[[ THE DATA open ]]

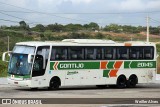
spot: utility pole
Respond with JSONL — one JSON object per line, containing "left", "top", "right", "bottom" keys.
{"left": 8, "top": 36, "right": 9, "bottom": 52}
{"left": 146, "top": 15, "right": 150, "bottom": 42}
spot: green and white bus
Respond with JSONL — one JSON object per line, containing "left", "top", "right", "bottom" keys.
{"left": 2, "top": 39, "right": 158, "bottom": 89}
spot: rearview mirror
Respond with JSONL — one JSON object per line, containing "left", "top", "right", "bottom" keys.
{"left": 28, "top": 54, "right": 34, "bottom": 63}
{"left": 2, "top": 51, "right": 12, "bottom": 62}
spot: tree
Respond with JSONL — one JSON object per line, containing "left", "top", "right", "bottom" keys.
{"left": 104, "top": 24, "right": 121, "bottom": 33}
{"left": 19, "top": 21, "right": 29, "bottom": 30}
{"left": 46, "top": 23, "right": 64, "bottom": 32}
{"left": 150, "top": 27, "right": 160, "bottom": 35}
{"left": 88, "top": 22, "right": 99, "bottom": 30}
{"left": 32, "top": 24, "right": 45, "bottom": 32}
{"left": 64, "top": 24, "right": 80, "bottom": 31}
{"left": 83, "top": 24, "right": 89, "bottom": 30}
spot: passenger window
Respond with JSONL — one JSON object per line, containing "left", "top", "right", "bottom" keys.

[[ THE DATA closed ]]

REQUIREMENT
Exactly as they appear above, write out all the entries, but not the images.

WRITTEN REPLY
spot: utility pole
Respond with JSONL — one JSON object per line, containing "left", "top", "right", "bottom" keys.
{"left": 8, "top": 36, "right": 9, "bottom": 52}
{"left": 146, "top": 15, "right": 150, "bottom": 42}
spot: green and white bus
Respond with JSONL — one JSON object per line, containing "left", "top", "right", "bottom" keys.
{"left": 2, "top": 39, "right": 158, "bottom": 89}
spot: rearview mirror
Respond with JSONL — one JSON object per line, containing "left", "top", "right", "bottom" keys.
{"left": 28, "top": 54, "right": 34, "bottom": 63}
{"left": 2, "top": 51, "right": 12, "bottom": 62}
spot: tree
Respond with JSONL — one JSON object per line, containing "left", "top", "right", "bottom" keys.
{"left": 104, "top": 24, "right": 121, "bottom": 33}
{"left": 19, "top": 21, "right": 29, "bottom": 30}
{"left": 46, "top": 23, "right": 64, "bottom": 32}
{"left": 150, "top": 27, "right": 160, "bottom": 35}
{"left": 88, "top": 22, "right": 99, "bottom": 30}
{"left": 32, "top": 24, "right": 45, "bottom": 32}
{"left": 64, "top": 24, "right": 80, "bottom": 31}
{"left": 83, "top": 24, "right": 89, "bottom": 30}
spot: passenger window
Respond with JSONL — one JSON object per line, containing "left", "top", "right", "bottom" keys.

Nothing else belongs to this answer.